*Documento de origem:*
----

Advertindo-me o prelado de que tivesse cuidado porque o sacerdote poderia não ter capacidade para celebrar a missa, tranquilizei-o nos termos seguintes: ajudá-lo-ia a celebrar a missa sempre que ele o desejasse (arranjaria meio de ir a Freixinho muitas vezes para esse efeito). Se ele não conseguisse fazer a consagração, não havia missa, pelo que as coisas se deixariam no ponto em que estavam; se conseguisse fazer a consagração, eu próprio e/ou outra pessoa que ali estivesse faríamos a comunhão. E não haveria problema, pois casos excecionais merecem tratamento adequado.
E assim se procedeu. Os padres do arciprestado organizaram-se para as confissões quaresmais; o Padre Amorim celebrou a Missa e fez a procissão no dia 8 de maio, festa de São Miguel; o Padre Adélio da Cunha Fonte, espiritano, fez a procissão e celebrou a Missa da Páscoa (em Freixinho e Sarzeda), aonde eu fui na segunda-feira fazer a celebração da palavra e a visita pascal, tendo ficado no domingo a ajudar o Padre Lucas. A partir de 15 de agosto, ordenado diácono, já podia oficiar em batismos e matrimónios; e, a partir de 29 de setembro, ordenado de presbítero, podia assumir a gestão normal da paróquia e celebrar a Missa, a Reconciliação e a Unção dos doentes. E, a 1 de novembro, passei também a Vila da Ponte e Granjal e deixei Sarzeda.
O Padre Manuel Souto, cada vez mais debilitado e choroso, por vezes, “incomodava” os conterrâneos, que não compreendiam que tudo provinha da doença que o consumia. Porém, alguns lembravam-se da ajuda que ele dispensava a muitos graças à sua habilidade na reparação dos motores e sistemas de regra e na reparação de avarias em eletrodomésticos e da sua boa disposição e jeito um pouco para tudo quando a situação de doença ainda era controlável.

----

*Dados fornecidos:*
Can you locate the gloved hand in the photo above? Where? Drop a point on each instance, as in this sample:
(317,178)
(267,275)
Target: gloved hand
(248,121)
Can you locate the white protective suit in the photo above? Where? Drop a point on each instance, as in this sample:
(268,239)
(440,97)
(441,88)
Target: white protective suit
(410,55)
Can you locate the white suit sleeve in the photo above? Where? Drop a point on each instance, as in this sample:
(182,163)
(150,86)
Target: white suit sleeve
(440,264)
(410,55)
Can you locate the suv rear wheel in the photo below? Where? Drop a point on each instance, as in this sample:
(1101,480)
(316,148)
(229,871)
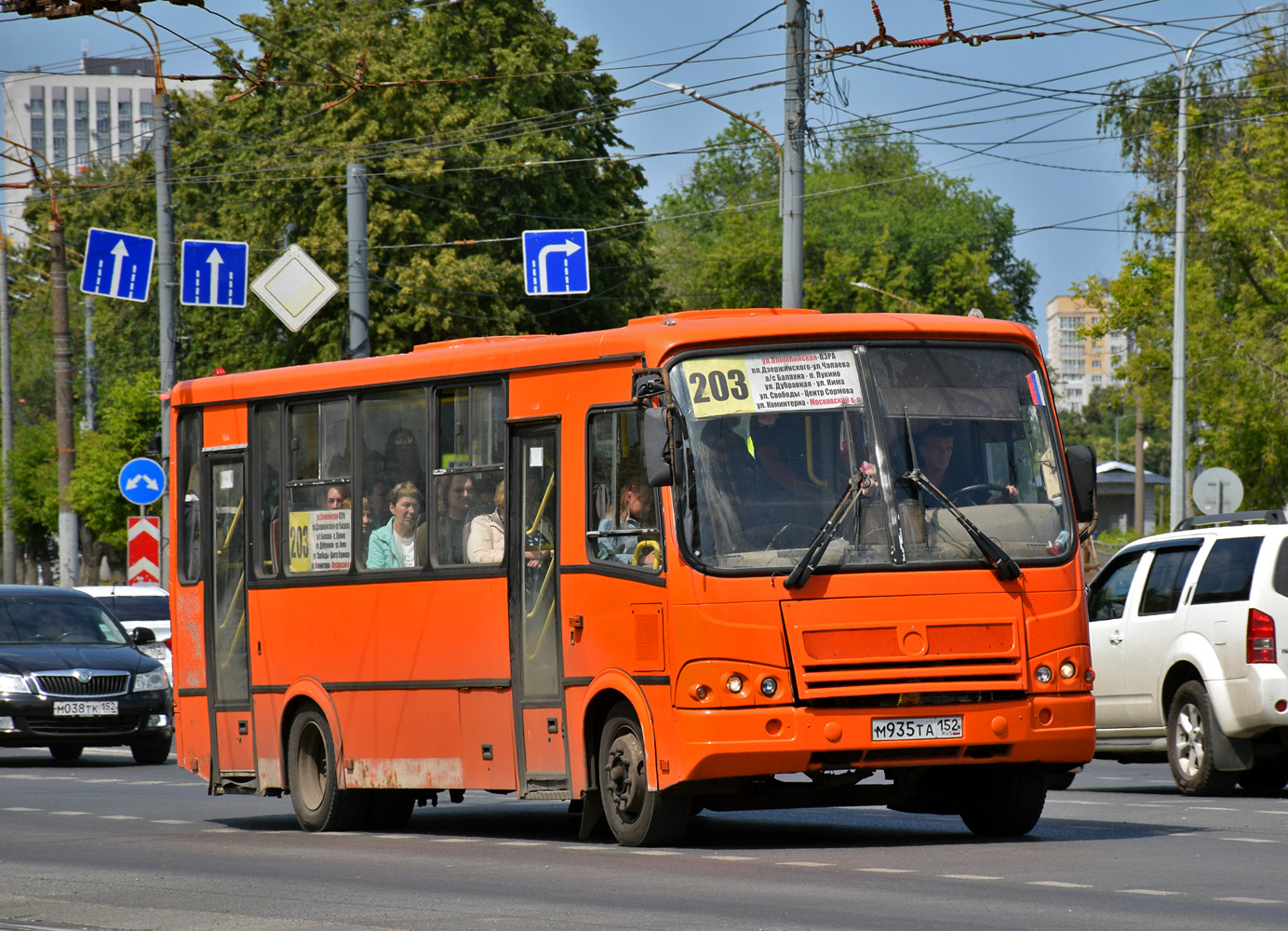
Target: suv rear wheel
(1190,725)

----

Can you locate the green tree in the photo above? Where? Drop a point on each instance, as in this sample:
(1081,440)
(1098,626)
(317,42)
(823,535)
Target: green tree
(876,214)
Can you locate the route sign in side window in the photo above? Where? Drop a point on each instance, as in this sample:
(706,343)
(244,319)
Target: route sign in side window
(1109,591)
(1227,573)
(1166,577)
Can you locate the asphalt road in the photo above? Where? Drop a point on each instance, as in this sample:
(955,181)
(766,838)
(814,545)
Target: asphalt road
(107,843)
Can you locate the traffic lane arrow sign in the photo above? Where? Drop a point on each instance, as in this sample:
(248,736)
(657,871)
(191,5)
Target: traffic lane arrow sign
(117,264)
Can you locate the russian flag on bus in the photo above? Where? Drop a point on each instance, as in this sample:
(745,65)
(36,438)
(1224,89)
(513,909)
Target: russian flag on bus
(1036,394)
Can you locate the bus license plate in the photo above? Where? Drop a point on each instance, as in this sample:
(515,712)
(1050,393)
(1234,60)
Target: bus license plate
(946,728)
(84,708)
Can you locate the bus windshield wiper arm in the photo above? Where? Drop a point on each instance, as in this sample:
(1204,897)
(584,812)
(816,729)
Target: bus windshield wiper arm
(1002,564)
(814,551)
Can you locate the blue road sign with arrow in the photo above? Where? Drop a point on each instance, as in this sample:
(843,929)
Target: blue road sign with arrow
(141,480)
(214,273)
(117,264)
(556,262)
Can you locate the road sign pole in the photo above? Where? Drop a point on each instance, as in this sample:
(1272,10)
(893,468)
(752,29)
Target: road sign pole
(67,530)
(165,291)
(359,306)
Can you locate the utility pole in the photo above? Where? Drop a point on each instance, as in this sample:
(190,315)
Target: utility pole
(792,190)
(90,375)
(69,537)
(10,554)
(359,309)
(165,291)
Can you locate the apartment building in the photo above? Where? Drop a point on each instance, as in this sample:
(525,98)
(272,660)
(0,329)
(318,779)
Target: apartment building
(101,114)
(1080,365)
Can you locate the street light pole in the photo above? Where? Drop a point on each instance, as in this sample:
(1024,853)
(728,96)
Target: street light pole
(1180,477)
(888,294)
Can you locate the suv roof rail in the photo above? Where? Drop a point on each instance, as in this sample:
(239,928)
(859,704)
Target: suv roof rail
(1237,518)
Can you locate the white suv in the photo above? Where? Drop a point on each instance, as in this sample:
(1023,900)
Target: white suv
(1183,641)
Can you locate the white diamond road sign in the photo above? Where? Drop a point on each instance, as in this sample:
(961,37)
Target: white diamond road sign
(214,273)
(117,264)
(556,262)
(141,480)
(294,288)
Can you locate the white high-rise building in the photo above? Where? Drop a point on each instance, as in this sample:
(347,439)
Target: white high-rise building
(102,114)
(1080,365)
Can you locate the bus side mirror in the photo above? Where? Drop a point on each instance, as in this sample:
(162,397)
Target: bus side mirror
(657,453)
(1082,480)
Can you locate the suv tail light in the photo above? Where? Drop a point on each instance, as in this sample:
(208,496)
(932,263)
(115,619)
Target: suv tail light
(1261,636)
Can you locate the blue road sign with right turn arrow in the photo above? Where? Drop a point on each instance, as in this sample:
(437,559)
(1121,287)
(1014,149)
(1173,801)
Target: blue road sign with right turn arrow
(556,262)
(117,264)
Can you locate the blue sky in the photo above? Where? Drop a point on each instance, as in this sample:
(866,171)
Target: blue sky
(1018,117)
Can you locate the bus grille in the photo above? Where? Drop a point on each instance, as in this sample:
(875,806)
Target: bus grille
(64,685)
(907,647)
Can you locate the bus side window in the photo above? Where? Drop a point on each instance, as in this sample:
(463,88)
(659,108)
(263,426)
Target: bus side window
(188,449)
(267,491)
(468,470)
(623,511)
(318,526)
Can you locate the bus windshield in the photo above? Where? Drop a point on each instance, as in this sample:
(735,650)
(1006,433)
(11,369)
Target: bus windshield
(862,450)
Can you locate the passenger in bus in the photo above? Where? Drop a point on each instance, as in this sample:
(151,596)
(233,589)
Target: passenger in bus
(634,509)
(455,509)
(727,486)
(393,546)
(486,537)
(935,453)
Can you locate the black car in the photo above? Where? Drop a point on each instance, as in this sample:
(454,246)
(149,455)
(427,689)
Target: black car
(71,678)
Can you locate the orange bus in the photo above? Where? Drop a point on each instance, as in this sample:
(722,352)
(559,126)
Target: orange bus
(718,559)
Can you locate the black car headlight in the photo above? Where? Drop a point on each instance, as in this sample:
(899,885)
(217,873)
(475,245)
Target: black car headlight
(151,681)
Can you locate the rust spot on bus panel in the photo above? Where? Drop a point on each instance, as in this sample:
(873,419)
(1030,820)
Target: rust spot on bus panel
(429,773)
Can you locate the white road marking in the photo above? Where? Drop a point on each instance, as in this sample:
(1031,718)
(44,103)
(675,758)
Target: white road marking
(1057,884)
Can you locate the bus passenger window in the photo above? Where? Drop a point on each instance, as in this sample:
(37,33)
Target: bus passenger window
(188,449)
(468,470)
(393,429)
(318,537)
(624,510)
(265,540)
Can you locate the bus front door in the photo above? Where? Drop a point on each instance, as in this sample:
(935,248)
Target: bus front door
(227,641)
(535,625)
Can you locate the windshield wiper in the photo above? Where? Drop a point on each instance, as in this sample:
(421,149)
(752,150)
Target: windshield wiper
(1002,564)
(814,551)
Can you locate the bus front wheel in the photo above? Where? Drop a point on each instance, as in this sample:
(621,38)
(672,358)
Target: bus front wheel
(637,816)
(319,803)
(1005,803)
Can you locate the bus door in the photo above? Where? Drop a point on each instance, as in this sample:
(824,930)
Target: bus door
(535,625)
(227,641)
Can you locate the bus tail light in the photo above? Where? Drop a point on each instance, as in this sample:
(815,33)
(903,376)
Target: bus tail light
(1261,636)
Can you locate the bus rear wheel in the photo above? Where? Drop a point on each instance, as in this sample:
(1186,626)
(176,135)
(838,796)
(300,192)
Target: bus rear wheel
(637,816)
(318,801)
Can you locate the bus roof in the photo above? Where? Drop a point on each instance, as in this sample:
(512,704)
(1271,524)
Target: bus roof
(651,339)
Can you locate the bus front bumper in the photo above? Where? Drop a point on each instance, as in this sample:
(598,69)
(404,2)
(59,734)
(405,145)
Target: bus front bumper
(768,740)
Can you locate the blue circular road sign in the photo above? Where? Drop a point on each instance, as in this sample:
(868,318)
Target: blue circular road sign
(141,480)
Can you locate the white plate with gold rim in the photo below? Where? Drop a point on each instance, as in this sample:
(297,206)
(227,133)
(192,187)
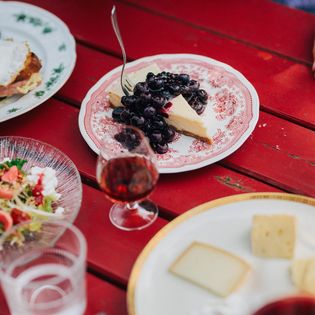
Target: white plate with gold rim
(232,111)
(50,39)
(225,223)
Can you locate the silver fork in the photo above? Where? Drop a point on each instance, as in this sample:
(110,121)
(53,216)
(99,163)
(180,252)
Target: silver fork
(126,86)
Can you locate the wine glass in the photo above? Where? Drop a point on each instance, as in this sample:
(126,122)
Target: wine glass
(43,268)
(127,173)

----

*Instrução 1:*
Transcreva do documento de origem, sem qualquer alteração, o trecho que vai de "E assim se procedeu." até "e deixei Sarzeda.".
*Instrução 2:*
Prossiga a redação do documento de origem, relativo à paróquia de Freixinho, a partir da última frase nele apresentada.
O material provém de uma fonte distinta da do documento de origem.

*Resultado esperado 1:*
E assim se procedeu. Os padres do arciprestado organizaram-se para as confissões quaresmais; o Padre Amorim celebrou a Missa e fez a procissão no dia 8 de maio, festa de São Miguel; o Padre Adélio da Cunha Fonte, espiritano, fez a procissão e celebrou a Missa da Páscoa (em Freixinho e Sarzeda), aonde eu fui na segunda-feira fazer a celebração da palavra e a visita pascal, tendo ficado no domingo a ajudar o Padre Lucas. A partir de 15 de agosto, ordenado diácono, já podia oficiar em batismos e matrimónios; e, a partir de 29 de setembro, ordenado de presbítero, podia assumir a gestão normal da paróquia e celebrar a Missa, a Reconciliação e a Unção dos doentes. E, a 1 de novembro, passei também a Vila da Ponte e Granjal e deixei Sarzeda.

*Resultado esperado 2:*
Quem mostrou sempre um carinho especial pelo sacerdote foram as crianças da época, mercê do jeito pedagógico das catequistas e da professora do então ensino primário Odete Duarte.
A este propósito, recordo que acompanhei estas crianças à peregrinação a Fátima, a 9 e 10 de junho de 1980 (segunda e terça-feira). E foi uma verdadeira festa tanto no Santuário como na casa das Irmãs da Apresentação de Maria, onde ficaram alojadas.
Devo ainda recordar que, a 20 de maio de 1982, estando eu em serviço como capelão militar no Regimento de Infantaria de Viseu, a assinalar postumamente o aniversário do Padre Manuel, as crianças de Freixinho, como fora previamente combinado com o comando, foram recebidas no quartel, tendo-lhes sido mostrado o que era de mostrar. Aquilo que mais apreciaram foi ver passar os soldados em formatura e o museu regimental. Almoçámos ao ar livre no Parque do Fontelo e, a meio da tarde, celebrámos missa de grupo pelo Padre Manuel.
Não posso deixar de sublinhar que no seu funeral, além do Arcebispo, compareceram em massa os sacerdotes como era é usual – e penso que ainda é – na diocese de Lamego e que o Seminário de Lamego promoveu, anos depois, uma celebração de sufrágio e ação de graças pelo dom deste sacerdote na Igreja de Freixinho, que envolveu toda a paróquia.
Bem recordo aqueles tempos, assim como a oferta da batina preta e da batina branca. Esta ainda a utilizei várias vezes no verão ou noutras ocasiões sob a capa negra – parecendo um pinguim. E ainda há dias folheei um livrinho de canto coral que ele me deu, editado em Angola em 1958.
Porém, o que é de salientar é o testemunho do padre dedicado e macerado pelo sofrimento num termo de vida em que os amigos nem sempre mostraram a conveniente compreensão e a devida tolerância, não por maldade, mas por falta da avaliação concreta da realidade concreta. Só Deus é que sabe dar o justo valor a todos e a cada um, usando mais a misericórdia que a justeza.